Reproduce every row below verbatim, leaving out the pictures.

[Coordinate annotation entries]
━━━━━━━━━━

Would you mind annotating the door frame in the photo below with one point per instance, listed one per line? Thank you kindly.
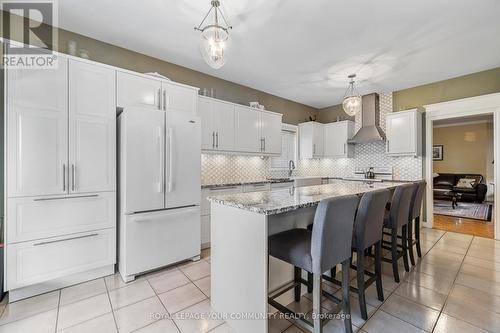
(479, 105)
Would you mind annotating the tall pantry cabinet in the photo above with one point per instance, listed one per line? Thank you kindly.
(60, 177)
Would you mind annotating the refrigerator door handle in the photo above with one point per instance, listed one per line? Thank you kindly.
(170, 159)
(160, 148)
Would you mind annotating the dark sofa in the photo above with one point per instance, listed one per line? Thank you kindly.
(446, 182)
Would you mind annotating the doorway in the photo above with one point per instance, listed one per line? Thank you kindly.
(484, 110)
(463, 160)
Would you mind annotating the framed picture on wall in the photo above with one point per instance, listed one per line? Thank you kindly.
(437, 152)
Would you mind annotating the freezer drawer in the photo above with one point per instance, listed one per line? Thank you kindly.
(42, 217)
(51, 258)
(155, 239)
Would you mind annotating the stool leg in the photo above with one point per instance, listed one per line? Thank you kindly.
(297, 290)
(417, 236)
(410, 242)
(394, 253)
(345, 295)
(378, 270)
(318, 328)
(360, 272)
(404, 246)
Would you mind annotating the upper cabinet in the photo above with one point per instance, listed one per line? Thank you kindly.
(336, 136)
(61, 130)
(229, 127)
(311, 140)
(135, 90)
(217, 124)
(37, 131)
(138, 91)
(404, 133)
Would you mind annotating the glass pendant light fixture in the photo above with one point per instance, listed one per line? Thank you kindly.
(352, 99)
(214, 37)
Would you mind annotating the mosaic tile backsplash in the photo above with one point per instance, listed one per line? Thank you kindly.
(217, 169)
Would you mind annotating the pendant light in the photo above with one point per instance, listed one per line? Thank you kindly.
(352, 99)
(214, 37)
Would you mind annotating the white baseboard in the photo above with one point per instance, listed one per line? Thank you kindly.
(44, 287)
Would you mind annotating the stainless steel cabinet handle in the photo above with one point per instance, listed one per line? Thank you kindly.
(64, 240)
(64, 198)
(159, 98)
(64, 177)
(73, 173)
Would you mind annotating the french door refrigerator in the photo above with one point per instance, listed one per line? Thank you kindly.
(159, 186)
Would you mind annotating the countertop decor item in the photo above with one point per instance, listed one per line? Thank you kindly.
(352, 99)
(214, 40)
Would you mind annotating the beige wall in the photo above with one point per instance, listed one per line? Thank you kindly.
(466, 149)
(116, 56)
(476, 84)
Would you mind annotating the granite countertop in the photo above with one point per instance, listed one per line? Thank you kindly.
(284, 200)
(264, 181)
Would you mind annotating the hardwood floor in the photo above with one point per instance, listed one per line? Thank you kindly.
(464, 226)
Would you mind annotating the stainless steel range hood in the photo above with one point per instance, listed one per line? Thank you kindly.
(370, 130)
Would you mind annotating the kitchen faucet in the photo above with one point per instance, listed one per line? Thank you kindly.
(291, 167)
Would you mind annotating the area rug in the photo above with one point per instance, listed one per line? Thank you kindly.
(470, 210)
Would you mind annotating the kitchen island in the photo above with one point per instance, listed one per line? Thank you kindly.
(242, 274)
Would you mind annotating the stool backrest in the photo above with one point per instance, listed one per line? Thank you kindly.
(416, 201)
(332, 232)
(400, 205)
(369, 220)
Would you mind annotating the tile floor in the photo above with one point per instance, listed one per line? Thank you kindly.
(455, 287)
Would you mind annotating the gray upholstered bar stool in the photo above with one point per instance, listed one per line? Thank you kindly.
(397, 219)
(317, 251)
(368, 227)
(415, 208)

━━━━━━━━━━

Exercise response:
Would you mind annotating the door frame in the photo below with one point per instance, listed one per line? Thank you kindly.
(479, 105)
Would you mind annotating the tall pantry cabinet in the photo above with one point per instance, listed one per line? Thank you kindly.
(60, 177)
Would you mind annotating the refrigerator door handle in the photo above with one point per instance, listed one per line? Thank you kindly.
(170, 159)
(160, 148)
Would you mind annotating the dark sofa in the photo above with one point per instance, listed one per line? Thank you kindly.
(446, 182)
Would you mind annotating the doorway in the photo above with one point per instance, listed one per line? Thank you kindly.
(484, 110)
(463, 160)
Would you mind annotating the framed picture on wall in the photo above with one point per instance, listed one per line? Thank you kindly.
(437, 152)
Would you mind annotating the freezer drawer in the photo above with one point per instance, listed one per line? Thank you kindly.
(42, 217)
(51, 258)
(155, 239)
Would you mind annotating the stool leg in the photo above with one point per instance, listed one per line? Thank you kindly.
(297, 290)
(417, 236)
(410, 242)
(394, 253)
(345, 295)
(378, 270)
(318, 328)
(360, 272)
(404, 246)
Would you mind annotating the upper cabinet in the photo above with one point per instance, listed one per line? Thank you kindly.
(336, 136)
(61, 130)
(229, 127)
(311, 140)
(135, 90)
(217, 124)
(37, 131)
(138, 91)
(404, 133)
Would you mind annotating the glass pendant light fixture in the photo above with one point per instance, listed one per line? Thank you kindly.
(352, 99)
(214, 37)
Would you mind annotating the mosaic tile backsplash in the photo above with one point per instance, listed one per line? Thank you kindly.
(217, 169)
Would you mind annotating the pendant light in the photo above with one point per instance, listed one per line? Thank you kindly.
(352, 99)
(214, 37)
Would you mind annotating the white baseboard in the photo above with one point per instance, listed one per line? Thank you kindly.
(44, 287)
Would you mind annotating the stainless steel cabinet handle in the photo above with one point per instance, listed one per line? Thank you kindly.
(64, 240)
(64, 198)
(159, 98)
(64, 177)
(73, 173)
Would you mind annotating the french door refrigerator in the photo above with one point per instance, listed one per line? Thank you kindly.
(159, 186)
Would you mind annotating the countertop decor item in the photo above with one point per instance, listed one per line? Thank you kindly.
(352, 99)
(214, 40)
Would you mind annotating the beige wall in the photo above with one point per instance, listed one per line? Thank you kindly.
(466, 149)
(116, 56)
(476, 84)
Would you mind annotating the granite countertop in the photo above with one point per instance, listed one per line? Thank you kindly.
(284, 200)
(264, 181)
Would you mind annotating the hardwood floor in the photo above with one point per instance, listed one per line? Thank you kindly.
(464, 226)
Would you mind annotating the stainless steel range hood in the photo above with one point per instance, listed one per line? Thank you kindly.
(370, 130)
Would you mind annotating the kitchen faucet in the photo above with one point per instance, listed one per line? Thank you kindly.
(291, 167)
Would you mind annotating the area rug in the photo above with one point per instance, listed one per line? Thank you kindly.
(470, 210)
Would you mind annotating the kitchen island in the photo above with one point per instance, listed one per line? Thank you kindly.
(242, 274)
Would you mind annotating the stool backrest in the photo above with one point per instance, listed one per line? Thank you kindly.
(416, 201)
(332, 232)
(400, 205)
(369, 220)
Would you mind annotating the tile floor in the photo above with one point per instance, listed one per line? Thank you kindly.
(455, 287)
Would you mind annotating the gray upholstered bar stool in the photo above with one point per instance, listed one per line? Thank you kindly.
(397, 219)
(317, 251)
(368, 227)
(415, 208)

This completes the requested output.